Reproduce every one of the entries below, replacing each occurrence of "compact form" with "bracketed form" and leaving all other text unchanged.

● GIVEN DATA
====
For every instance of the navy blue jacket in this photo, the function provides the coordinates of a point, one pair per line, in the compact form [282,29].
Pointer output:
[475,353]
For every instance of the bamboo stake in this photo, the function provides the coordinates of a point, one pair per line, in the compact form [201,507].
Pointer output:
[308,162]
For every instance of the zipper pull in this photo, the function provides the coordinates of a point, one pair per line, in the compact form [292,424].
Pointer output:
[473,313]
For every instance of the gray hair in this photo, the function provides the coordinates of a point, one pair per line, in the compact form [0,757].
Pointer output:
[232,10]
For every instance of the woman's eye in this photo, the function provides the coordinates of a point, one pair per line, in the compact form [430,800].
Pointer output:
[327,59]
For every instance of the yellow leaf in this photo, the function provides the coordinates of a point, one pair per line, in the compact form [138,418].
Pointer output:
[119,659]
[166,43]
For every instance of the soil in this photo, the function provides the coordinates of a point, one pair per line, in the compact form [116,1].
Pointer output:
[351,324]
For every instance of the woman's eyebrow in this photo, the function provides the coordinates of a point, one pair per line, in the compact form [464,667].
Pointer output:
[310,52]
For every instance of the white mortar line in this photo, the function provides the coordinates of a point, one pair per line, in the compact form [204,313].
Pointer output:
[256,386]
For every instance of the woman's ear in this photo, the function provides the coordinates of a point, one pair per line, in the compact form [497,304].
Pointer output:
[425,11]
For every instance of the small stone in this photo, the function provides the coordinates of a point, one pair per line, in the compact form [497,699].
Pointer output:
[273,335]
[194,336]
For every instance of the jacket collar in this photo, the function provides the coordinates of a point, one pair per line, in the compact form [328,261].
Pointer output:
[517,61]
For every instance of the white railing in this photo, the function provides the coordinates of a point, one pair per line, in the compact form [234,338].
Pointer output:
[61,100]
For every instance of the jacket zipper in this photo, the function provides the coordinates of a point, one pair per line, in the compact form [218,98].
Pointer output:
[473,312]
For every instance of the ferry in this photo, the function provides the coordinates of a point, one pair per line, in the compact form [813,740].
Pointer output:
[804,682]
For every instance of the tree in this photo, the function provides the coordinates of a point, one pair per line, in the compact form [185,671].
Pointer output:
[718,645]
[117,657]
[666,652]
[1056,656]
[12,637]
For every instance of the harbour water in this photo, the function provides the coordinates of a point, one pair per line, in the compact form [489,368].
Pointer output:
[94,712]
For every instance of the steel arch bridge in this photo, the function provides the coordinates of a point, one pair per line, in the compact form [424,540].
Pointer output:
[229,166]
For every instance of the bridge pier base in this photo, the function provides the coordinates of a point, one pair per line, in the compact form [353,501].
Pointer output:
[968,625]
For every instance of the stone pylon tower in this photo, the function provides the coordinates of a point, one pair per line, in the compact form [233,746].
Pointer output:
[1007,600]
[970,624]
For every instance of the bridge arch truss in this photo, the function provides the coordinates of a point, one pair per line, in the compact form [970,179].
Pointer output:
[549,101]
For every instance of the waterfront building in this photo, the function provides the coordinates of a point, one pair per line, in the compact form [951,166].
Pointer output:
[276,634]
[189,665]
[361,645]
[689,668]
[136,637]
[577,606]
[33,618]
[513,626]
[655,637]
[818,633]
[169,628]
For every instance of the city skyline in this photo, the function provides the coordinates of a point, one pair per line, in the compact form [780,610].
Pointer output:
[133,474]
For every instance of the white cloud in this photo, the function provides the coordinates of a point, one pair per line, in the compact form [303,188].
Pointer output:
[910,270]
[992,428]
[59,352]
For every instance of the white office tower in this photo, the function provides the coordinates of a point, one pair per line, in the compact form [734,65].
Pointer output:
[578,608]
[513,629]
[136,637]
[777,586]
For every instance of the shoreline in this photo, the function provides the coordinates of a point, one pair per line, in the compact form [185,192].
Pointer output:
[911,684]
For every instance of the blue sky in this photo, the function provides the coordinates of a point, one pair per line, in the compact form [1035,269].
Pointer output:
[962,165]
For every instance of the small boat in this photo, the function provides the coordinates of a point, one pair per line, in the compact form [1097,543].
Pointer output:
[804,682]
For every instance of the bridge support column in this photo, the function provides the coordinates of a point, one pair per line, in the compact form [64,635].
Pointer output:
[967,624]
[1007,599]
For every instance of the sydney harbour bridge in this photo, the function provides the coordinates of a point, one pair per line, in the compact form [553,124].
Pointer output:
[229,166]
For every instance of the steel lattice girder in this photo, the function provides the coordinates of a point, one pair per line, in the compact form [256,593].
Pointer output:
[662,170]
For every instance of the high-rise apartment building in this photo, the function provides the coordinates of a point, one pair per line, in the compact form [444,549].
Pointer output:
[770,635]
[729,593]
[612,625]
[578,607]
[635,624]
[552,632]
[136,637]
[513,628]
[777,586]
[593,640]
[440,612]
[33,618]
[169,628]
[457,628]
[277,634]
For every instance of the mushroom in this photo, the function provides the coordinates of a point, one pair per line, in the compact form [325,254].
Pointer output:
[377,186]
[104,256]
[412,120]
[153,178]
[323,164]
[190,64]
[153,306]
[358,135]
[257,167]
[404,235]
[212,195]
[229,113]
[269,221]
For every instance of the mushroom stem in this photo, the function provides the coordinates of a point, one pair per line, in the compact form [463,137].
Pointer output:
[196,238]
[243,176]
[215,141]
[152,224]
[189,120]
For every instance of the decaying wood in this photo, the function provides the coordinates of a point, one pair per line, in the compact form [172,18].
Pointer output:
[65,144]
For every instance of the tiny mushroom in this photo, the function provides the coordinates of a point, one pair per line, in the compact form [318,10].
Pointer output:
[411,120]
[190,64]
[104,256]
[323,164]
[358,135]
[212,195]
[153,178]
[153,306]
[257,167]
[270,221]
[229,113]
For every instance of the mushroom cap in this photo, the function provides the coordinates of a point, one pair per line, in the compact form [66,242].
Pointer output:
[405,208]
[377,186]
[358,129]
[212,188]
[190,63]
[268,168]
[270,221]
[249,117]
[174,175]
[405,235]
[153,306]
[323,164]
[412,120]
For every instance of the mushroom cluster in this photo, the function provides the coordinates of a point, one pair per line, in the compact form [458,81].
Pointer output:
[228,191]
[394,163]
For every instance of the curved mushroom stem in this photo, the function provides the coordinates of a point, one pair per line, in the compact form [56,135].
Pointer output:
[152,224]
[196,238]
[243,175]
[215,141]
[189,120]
====
● THE COMPLETED TASK
For every instance of the navy blue jacket in this photo, the function provides the coordinates of a point, one pair per line, in the bracketed form [282,29].
Pointer output:
[475,353]
For every instance of the bamboo stake in this photo, the function provides the coordinates of a point, one pair per line, in the bracketed form [201,507].
Pointer output:
[308,162]
For every instance of the zipper pull in this photo, the function provides the coordinates of a point, one pair per line, in the bracketed form [292,424].
Pointer output:
[473,313]
For every instance of the gray hair in this photo, the function provides the coordinates of a point, one pair per line, in the bracketed form [0,757].
Pointer output:
[232,10]
For every instance of the woman's eye in this photo, the function provides the coordinates of a point, one pair per line, in the bracketed form [430,800].
Pointer output:
[327,59]
For every instance of the yellow leaf in this photo, the function provides the coordinates of a point, one pair per line, in the bracketed form [138,418].
Pointer output:
[119,659]
[166,43]
For every instance of the soil in this photo, the function provides the coordinates of a point, one pair per line, in the bracketed form [116,1].
Pointer output:
[351,324]
For every instance of the woman's eyebrow in this photo, the function provides the coordinates of a point, one pair per line, in the bracketed form [464,667].
Pointer output:
[310,52]
For every instance of the white mortar line in this photo, the function provides the coordinates of a point, one pair per line, in the bracketed form [204,313].
Pointer output:
[256,386]
For every instance of the woman's ear in this photo, the function provides the coordinates of a point, one pair per line, in the bracketed form [497,304].
Pointer output:
[425,11]
For every instance of the small stone in this photo, the function provides the coordinates of a point, one pair per line, in the bracketed form [497,699].
Pointer output:
[273,335]
[194,336]
For every instance of the jacket collar in this photo, the function provides the coordinates of a point, one pair per line, in the bracketed form [328,261].
Pointer output:
[517,61]
For every instance of the white railing in this photo, the function provides the coordinates of a point, one pair per line, in the bracketed form [234,338].
Pointer output:
[61,100]
For every instance of the jacket zipper in this photo, the function provides the coordinates of a point, one pair per line, in the bracketed form [218,98].
Pointer output:
[473,312]
For every instance of the ferry in this photo, the function provides the coordinates of a point, one pair per line, in the bracketed form [813,740].
Pointer output:
[804,682]
For every instance of the tree in this photo, the function provides the coordinates of a point, one pair per line, in the bracketed form [185,671].
Pointer output:
[718,645]
[117,657]
[666,652]
[1056,656]
[12,637]
For every instance of the harbour water in this photo, the function provides the coordinates of a point, one pair per line, in the bracketed form [489,368].
Pointer output:
[94,712]
For every instance of the steel arch bridge in this photo, the function provides the coordinates of a point, one pair per line, in the bracketed form [424,540].
Pointer output:
[229,166]
For every instance of the bridge pier base in this photo, the function provides the coordinates of a point, one pair per line, in the bracketed form [353,501].
Pointer output:
[968,625]
For every instance of the stone pylon tower in this photo, the function provides the coordinates of a point, one pair per line, in the bracketed form [233,746].
Pointer output:
[1007,600]
[970,624]
For every instance of the bridge arch truss in this photo, the function provides the coordinates of a point, one pair per line, in the bracketed form [970,179].
Pointer output:
[549,101]
For every instance of the waterfront building in this photo, the function provides the coordinates of a point, one pair per line, in the bracketed form [951,166].
Pointer output:
[276,634]
[189,665]
[361,645]
[689,668]
[136,637]
[577,606]
[33,618]
[513,626]
[655,637]
[818,633]
[169,628]
For every instance of the city skyline in this photo, the function provides the coordinates of a point, one pair per line, in the bracketed form [780,610].
Pointer output:
[133,474]
For every instance of the white cloud in this photo, the function provides the coordinates of a point, one pair per line, in the bracketed form [303,188].
Pointer output:
[910,270]
[992,428]
[59,352]
For every instance of the white office tower in this photo, the function provides the coordinates of a point, one pair per line, in the bracketed form [734,65].
Pointer output:
[578,608]
[513,629]
[136,637]
[777,586]
For every instance of the shoreline in this photo, the function provides the coordinates of a point, one pair per line, in the bracketed form [185,192].
Pointer output:
[911,684]
For every instance of the blue sky in this photo, the function provides the coordinates of a point, one pair per line, in the bracketed form [1035,269].
Pointer output:
[962,165]
For every instance of the small boat in this photo, the function provides the coordinates of a point, one pair per line, in the bracketed form [1097,543].
Pointer output:
[804,682]
For every instance of the bridge support column in this photo, the function provides the coordinates of a point, one pair per line, in the bracketed form [64,635].
Pointer output:
[967,624]
[1007,599]
For every instance of the sydney harbour bridge in this photo, the function provides the coordinates of a point, one pair per line, in the bracketed form [553,124].
Pointer output:
[229,166]
For every instance of the steel lattice girder in this photo, the function provides the coordinates of a point, one pair per line, in the bracketed form [256,593].
Pointer output:
[662,170]
For every instance of the high-rise apartment building in this photo, the function provides the coordinates of a point, one pair per line, in the bracketed form [444,549].
Pointer output:
[770,635]
[729,593]
[612,625]
[578,607]
[635,624]
[552,632]
[136,637]
[513,628]
[777,586]
[593,640]
[440,612]
[33,618]
[169,628]
[457,628]
[277,634]
For every instance of the mushroom in this photo, the function provides the coordinates of a point, one pair per line, in the bracketed form [325,254].
Pointer output:
[377,186]
[104,256]
[412,120]
[153,178]
[323,164]
[190,64]
[153,306]
[358,135]
[257,167]
[404,235]
[212,195]
[229,113]
[269,221]
For every instance of the mushroom stem in this photo, the function provides the coordinates of a point, one pair per line, in the bracketed form [463,137].
Pointer output:
[196,238]
[243,176]
[215,141]
[152,224]
[189,120]
For every instance of the decaying wood in this photo, the function provides the coordinates of a point, one pair per line, in the bracketed form [172,18].
Pointer output:
[65,144]
For every instance of the tiny mushroom in this photo, the function provides the coordinates of a point, one pair per line, in the bracketed form [318,10].
Pointer output:
[411,120]
[190,64]
[104,256]
[323,164]
[358,135]
[212,195]
[153,178]
[153,306]
[257,167]
[270,221]
[229,113]
For every instance of the mushroom cap in this photo, the function provides the coordinates of a point, one pair per line, in the bracketed form [66,242].
Pointer output:
[405,208]
[377,186]
[358,129]
[212,188]
[190,63]
[268,168]
[270,221]
[249,117]
[174,175]
[405,235]
[153,306]
[323,164]
[412,120]
For every instance of the mushroom cluster in this photo, the function provides the coordinates of a point, one pair per line, in the bracketed form [458,81].
Pointer output:
[228,191]
[394,163]
For every instance of the curved mushroom stem in this photo, the function provides the coordinates of a point, one pair per line, in the bracketed form [56,135].
Pointer output:
[152,224]
[196,238]
[243,175]
[215,141]
[189,120]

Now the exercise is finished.